Set down the lines of the records below word for word, starting with the line that contains "the white cloud" and going on through the line that contains "the blue street", with both of those lines included. Copy no other lines.

Records:
- - - - -

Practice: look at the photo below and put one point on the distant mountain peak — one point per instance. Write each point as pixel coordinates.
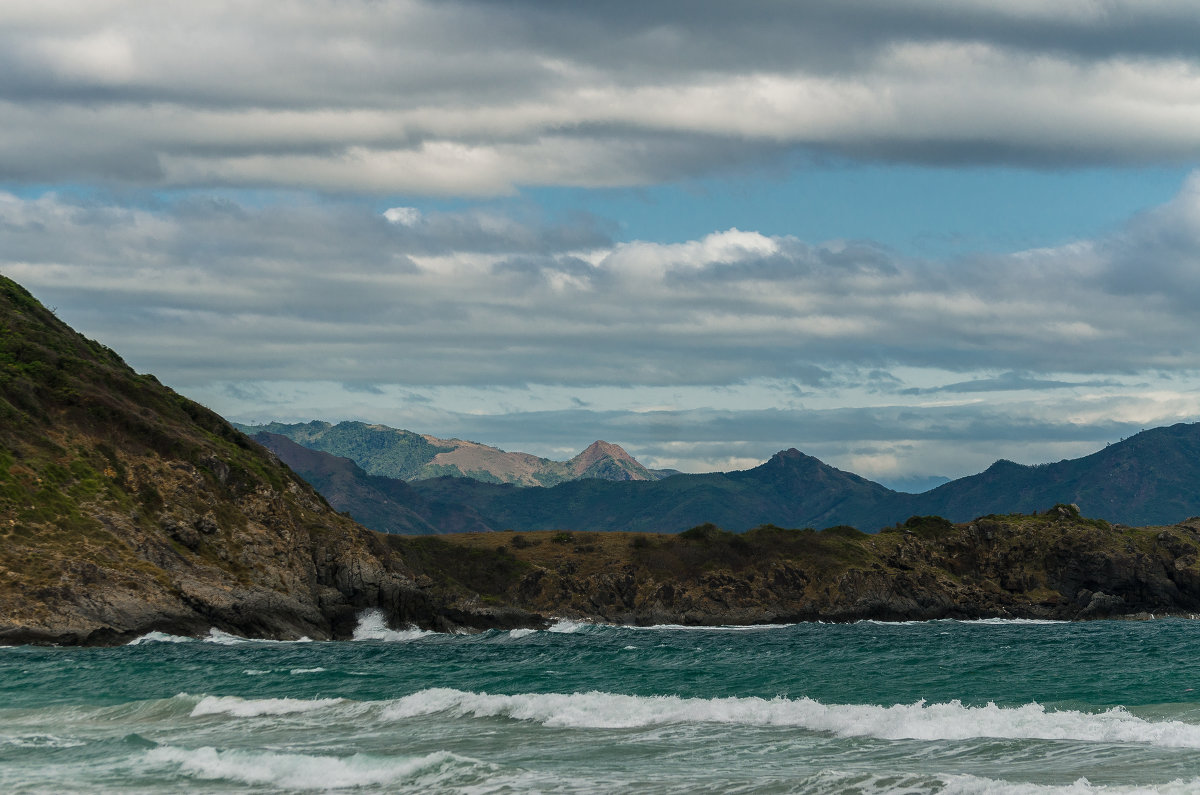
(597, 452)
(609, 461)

- - - - -

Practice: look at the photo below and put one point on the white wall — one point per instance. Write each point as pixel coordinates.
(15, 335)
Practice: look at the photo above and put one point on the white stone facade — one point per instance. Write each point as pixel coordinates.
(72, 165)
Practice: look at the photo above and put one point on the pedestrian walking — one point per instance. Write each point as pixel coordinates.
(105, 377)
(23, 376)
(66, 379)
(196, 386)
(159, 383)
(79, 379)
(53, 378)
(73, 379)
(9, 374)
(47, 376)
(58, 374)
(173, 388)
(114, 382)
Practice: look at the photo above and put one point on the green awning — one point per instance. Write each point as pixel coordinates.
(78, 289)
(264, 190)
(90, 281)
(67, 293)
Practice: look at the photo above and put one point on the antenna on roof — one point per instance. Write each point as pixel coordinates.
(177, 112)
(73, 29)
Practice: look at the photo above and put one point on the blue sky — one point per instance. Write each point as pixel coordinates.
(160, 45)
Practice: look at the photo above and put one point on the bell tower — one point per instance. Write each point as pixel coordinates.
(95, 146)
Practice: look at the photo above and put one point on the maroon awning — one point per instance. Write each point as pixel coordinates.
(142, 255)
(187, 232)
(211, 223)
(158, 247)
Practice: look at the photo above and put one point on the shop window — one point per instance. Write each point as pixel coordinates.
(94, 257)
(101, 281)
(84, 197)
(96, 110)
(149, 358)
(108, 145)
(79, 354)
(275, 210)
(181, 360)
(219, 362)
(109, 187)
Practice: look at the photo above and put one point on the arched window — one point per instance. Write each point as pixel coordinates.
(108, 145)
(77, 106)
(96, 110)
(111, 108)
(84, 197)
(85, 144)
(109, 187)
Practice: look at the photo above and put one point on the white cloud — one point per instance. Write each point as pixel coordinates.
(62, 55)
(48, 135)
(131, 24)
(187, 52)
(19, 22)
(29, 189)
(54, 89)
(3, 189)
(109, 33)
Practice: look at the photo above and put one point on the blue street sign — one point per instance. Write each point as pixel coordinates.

- - - - -

Completed exercise:
Practice: look at the photo above and put one point on the white cloud — one point per instance. Write each point as pixel coordinates.
(62, 55)
(48, 135)
(131, 24)
(187, 52)
(19, 22)
(29, 189)
(54, 89)
(3, 189)
(109, 33)
Practice: look at the photo above and put one point on the blue street sign — one point per instance. Write each point as pixel coordinates.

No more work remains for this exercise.